Extract the complete listing and repeat it word for word.
-- Start of Data --
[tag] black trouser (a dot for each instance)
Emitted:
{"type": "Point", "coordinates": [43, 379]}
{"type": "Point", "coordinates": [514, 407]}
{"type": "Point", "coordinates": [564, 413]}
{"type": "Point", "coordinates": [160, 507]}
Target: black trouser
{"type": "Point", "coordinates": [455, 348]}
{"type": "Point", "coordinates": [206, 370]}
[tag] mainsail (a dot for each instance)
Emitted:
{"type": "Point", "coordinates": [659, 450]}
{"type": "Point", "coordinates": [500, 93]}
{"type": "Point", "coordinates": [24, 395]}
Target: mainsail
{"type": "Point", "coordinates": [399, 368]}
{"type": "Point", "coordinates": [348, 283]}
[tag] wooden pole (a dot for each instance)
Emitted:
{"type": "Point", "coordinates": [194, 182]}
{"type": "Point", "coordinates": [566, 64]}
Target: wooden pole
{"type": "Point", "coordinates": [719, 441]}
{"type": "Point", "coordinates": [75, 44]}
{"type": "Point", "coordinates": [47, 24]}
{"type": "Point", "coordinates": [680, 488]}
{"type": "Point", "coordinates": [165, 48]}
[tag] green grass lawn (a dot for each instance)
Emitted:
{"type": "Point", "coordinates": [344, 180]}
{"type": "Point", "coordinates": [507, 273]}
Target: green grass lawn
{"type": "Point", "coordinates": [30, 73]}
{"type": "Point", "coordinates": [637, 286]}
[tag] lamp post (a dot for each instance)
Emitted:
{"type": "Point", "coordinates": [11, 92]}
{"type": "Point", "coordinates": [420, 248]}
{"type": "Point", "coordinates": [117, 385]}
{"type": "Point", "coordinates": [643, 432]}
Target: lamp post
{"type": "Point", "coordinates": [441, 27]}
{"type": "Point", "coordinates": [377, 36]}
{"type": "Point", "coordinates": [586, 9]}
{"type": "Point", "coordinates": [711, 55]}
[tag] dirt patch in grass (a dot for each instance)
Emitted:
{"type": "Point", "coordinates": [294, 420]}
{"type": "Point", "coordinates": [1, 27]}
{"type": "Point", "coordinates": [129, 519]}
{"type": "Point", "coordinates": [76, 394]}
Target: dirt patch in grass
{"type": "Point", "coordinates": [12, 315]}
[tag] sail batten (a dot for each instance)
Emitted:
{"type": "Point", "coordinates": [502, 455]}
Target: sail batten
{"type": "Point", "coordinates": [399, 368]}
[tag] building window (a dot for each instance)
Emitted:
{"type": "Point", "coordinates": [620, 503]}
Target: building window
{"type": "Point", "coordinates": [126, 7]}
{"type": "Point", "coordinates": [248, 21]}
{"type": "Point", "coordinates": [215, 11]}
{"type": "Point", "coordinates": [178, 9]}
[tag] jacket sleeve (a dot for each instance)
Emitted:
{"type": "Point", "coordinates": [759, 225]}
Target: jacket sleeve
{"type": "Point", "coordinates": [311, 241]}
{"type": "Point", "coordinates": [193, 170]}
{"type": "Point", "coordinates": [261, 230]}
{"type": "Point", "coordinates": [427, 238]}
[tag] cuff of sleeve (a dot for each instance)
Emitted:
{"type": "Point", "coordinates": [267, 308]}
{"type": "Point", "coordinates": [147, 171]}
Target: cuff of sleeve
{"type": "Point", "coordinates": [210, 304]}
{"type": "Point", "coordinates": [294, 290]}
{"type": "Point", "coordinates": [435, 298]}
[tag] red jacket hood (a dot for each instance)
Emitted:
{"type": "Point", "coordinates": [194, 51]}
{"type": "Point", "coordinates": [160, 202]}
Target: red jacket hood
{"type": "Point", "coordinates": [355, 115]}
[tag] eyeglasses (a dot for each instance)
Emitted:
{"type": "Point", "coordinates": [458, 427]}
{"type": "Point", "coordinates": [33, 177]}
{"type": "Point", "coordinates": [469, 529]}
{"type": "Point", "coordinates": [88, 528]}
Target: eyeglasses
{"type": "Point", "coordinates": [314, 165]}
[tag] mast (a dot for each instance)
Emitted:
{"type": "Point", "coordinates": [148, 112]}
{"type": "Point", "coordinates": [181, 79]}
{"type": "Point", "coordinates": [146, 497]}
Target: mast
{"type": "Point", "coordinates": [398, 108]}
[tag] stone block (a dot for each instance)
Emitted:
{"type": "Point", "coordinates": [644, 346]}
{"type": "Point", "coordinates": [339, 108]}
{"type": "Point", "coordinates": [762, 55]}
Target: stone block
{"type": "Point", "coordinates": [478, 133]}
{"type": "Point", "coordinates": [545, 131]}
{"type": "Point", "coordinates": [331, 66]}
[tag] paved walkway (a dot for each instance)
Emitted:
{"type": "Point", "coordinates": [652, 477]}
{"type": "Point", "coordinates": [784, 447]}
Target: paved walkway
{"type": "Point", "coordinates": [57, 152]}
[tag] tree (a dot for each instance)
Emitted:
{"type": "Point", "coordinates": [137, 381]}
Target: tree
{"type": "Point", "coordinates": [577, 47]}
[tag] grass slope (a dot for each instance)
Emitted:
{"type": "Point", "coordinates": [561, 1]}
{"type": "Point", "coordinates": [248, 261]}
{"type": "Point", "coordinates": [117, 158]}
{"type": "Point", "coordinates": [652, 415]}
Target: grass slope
-- End of Data --
**Exercise response:**
[tag] black trouser (a dot for each instance)
Emitted:
{"type": "Point", "coordinates": [43, 379]}
{"type": "Point", "coordinates": [514, 407]}
{"type": "Point", "coordinates": [564, 413]}
{"type": "Point", "coordinates": [160, 507]}
Target: black trouser
{"type": "Point", "coordinates": [455, 348]}
{"type": "Point", "coordinates": [206, 370]}
[tag] mainsail (a dot for each instance)
Emitted:
{"type": "Point", "coordinates": [659, 450]}
{"type": "Point", "coordinates": [500, 93]}
{"type": "Point", "coordinates": [24, 395]}
Target: mainsail
{"type": "Point", "coordinates": [399, 368]}
{"type": "Point", "coordinates": [348, 283]}
[tag] wooden pole (a dot for each instance)
Emitted:
{"type": "Point", "coordinates": [194, 182]}
{"type": "Point", "coordinates": [566, 64]}
Target: wooden pole
{"type": "Point", "coordinates": [719, 441]}
{"type": "Point", "coordinates": [75, 44]}
{"type": "Point", "coordinates": [47, 24]}
{"type": "Point", "coordinates": [680, 488]}
{"type": "Point", "coordinates": [165, 48]}
[tag] green grass lawn (a dot for each instance)
Emitted:
{"type": "Point", "coordinates": [344, 180]}
{"type": "Point", "coordinates": [507, 273]}
Target: green grass lawn
{"type": "Point", "coordinates": [30, 73]}
{"type": "Point", "coordinates": [637, 286]}
[tag] lamp post (a dot for each instance)
Emitted:
{"type": "Point", "coordinates": [11, 92]}
{"type": "Point", "coordinates": [420, 248]}
{"type": "Point", "coordinates": [117, 385]}
{"type": "Point", "coordinates": [643, 432]}
Target: lamp post
{"type": "Point", "coordinates": [441, 27]}
{"type": "Point", "coordinates": [377, 36]}
{"type": "Point", "coordinates": [586, 9]}
{"type": "Point", "coordinates": [711, 55]}
[tag] dirt patch in grass (a dot for each instance)
Emitted:
{"type": "Point", "coordinates": [294, 420]}
{"type": "Point", "coordinates": [1, 27]}
{"type": "Point", "coordinates": [129, 519]}
{"type": "Point", "coordinates": [76, 394]}
Target: dirt patch in grass
{"type": "Point", "coordinates": [12, 315]}
[tag] sail batten (a dot for each instance)
Emitted:
{"type": "Point", "coordinates": [502, 455]}
Target: sail batten
{"type": "Point", "coordinates": [399, 368]}
[tag] building window (a dot for each instance)
Emitted:
{"type": "Point", "coordinates": [620, 503]}
Target: building window
{"type": "Point", "coordinates": [126, 7]}
{"type": "Point", "coordinates": [248, 21]}
{"type": "Point", "coordinates": [215, 11]}
{"type": "Point", "coordinates": [178, 9]}
[tag] jacket sleeve (a dot for each instance)
Emitted:
{"type": "Point", "coordinates": [759, 225]}
Target: jacket sleeve
{"type": "Point", "coordinates": [311, 241]}
{"type": "Point", "coordinates": [193, 170]}
{"type": "Point", "coordinates": [261, 230]}
{"type": "Point", "coordinates": [427, 238]}
[tag] cuff of sleeve (a dot for each instance)
Emitted:
{"type": "Point", "coordinates": [267, 308]}
{"type": "Point", "coordinates": [147, 171]}
Target: cuff of sleeve
{"type": "Point", "coordinates": [210, 304]}
{"type": "Point", "coordinates": [294, 290]}
{"type": "Point", "coordinates": [435, 298]}
[tag] red jacket hood (a dot for each instance)
Emitted:
{"type": "Point", "coordinates": [194, 51]}
{"type": "Point", "coordinates": [160, 202]}
Target: red jacket hood
{"type": "Point", "coordinates": [355, 115]}
[tag] eyeglasses (a dot for each instance)
Emitted:
{"type": "Point", "coordinates": [458, 427]}
{"type": "Point", "coordinates": [33, 177]}
{"type": "Point", "coordinates": [469, 529]}
{"type": "Point", "coordinates": [88, 528]}
Target: eyeglasses
{"type": "Point", "coordinates": [314, 165]}
[tag] mast (a dot for each instance)
Emitted:
{"type": "Point", "coordinates": [148, 112]}
{"type": "Point", "coordinates": [181, 79]}
{"type": "Point", "coordinates": [146, 497]}
Target: mast
{"type": "Point", "coordinates": [398, 108]}
[tag] stone block (a dot for each instance)
Emitted:
{"type": "Point", "coordinates": [644, 346]}
{"type": "Point", "coordinates": [339, 108]}
{"type": "Point", "coordinates": [762, 55]}
Target: stone block
{"type": "Point", "coordinates": [478, 133]}
{"type": "Point", "coordinates": [545, 131]}
{"type": "Point", "coordinates": [331, 66]}
[tag] paved walkway (a dot for each instance)
Emitted:
{"type": "Point", "coordinates": [652, 477]}
{"type": "Point", "coordinates": [784, 447]}
Target: paved walkway
{"type": "Point", "coordinates": [57, 152]}
[tag] tree (a dot for each instance)
Emitted:
{"type": "Point", "coordinates": [137, 381]}
Target: tree
{"type": "Point", "coordinates": [577, 47]}
[tag] grass slope (a dot for each instance)
Emitted:
{"type": "Point", "coordinates": [561, 1]}
{"type": "Point", "coordinates": [248, 261]}
{"type": "Point", "coordinates": [117, 158]}
{"type": "Point", "coordinates": [652, 415]}
Target: grass slope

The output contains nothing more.